__What needs to be done__
The records below must be returned in full and unaltered.

::::

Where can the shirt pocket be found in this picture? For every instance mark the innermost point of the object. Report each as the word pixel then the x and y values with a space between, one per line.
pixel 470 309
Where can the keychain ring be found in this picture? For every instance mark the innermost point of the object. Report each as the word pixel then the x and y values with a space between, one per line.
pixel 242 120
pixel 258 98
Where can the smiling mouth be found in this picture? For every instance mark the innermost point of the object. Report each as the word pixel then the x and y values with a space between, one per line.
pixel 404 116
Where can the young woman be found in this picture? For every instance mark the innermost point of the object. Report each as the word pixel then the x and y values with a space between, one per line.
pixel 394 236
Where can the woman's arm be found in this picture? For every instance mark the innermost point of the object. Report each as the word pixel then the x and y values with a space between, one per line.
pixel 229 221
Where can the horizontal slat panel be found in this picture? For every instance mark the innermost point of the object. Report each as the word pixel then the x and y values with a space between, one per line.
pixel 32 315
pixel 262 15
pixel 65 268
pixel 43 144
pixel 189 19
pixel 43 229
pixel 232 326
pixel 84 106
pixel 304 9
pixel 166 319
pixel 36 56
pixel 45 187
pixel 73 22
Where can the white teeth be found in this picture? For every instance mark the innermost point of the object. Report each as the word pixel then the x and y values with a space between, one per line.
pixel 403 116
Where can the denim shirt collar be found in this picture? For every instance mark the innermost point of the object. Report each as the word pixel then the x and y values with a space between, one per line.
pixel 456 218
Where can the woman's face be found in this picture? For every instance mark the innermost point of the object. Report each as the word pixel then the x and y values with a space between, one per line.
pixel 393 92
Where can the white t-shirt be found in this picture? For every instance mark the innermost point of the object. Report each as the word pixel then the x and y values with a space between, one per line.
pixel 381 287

::::

__Answer below__
Where can the shirt pocket be found in this picture? For every instance mark the innermost point of the object. Report each as the word pixel then the x and y values with a space between, one per line.
pixel 470 309
Where can the keychain ring be found in this picture? For every instance mark the innermost point of the object. Report each as the word pixel then the x and y values with a space between, one per line.
pixel 242 120
pixel 258 98
Where can the smiling mouth be found in this picture? For every instance mark the innermost point of the object. Report each as the word pixel then the x and y values with a space between, one per line.
pixel 404 116
Where can the young woman be found in this picture? For every instance mark the innermost point of the object. Report each as the word pixel then the x and y values with a space between, one per line.
pixel 394 236
Where can the woman's arm be found in this picture? For every instance mark the innermost point of the object. Report each as the word pixel then the x and y values with a space between, one per line.
pixel 229 221
Where can the horizontal slat panel be found in this picture? For every instance mark the innermost point of the object. Report each as the word pixel then the x and y values with a space between, one per line.
pixel 32 315
pixel 262 15
pixel 65 268
pixel 43 144
pixel 189 19
pixel 43 229
pixel 232 326
pixel 84 106
pixel 304 9
pixel 166 319
pixel 36 56
pixel 45 187
pixel 73 22
Where can the white teeth be found in this picture? For every instance mark the innermost point of the object. Report each as the word pixel then the x and y values with a space between, one per line.
pixel 403 116
Where can the denim shirt collar be found in this picture? For every instance mark the innermost point of the object. Report each as the word pixel then the x and y values with a space between, one per line.
pixel 456 218
Where can the woman's face be found in this picture? For every instance mark the innermost point of the object. Report each as the word pixel then the x and y values with a space between, one per line.
pixel 393 92
Where can the white t-shirt be found in this picture? For every instance mark the innermost point of the object. Report each as the word pixel then the x and y values with a space between, one per line.
pixel 381 287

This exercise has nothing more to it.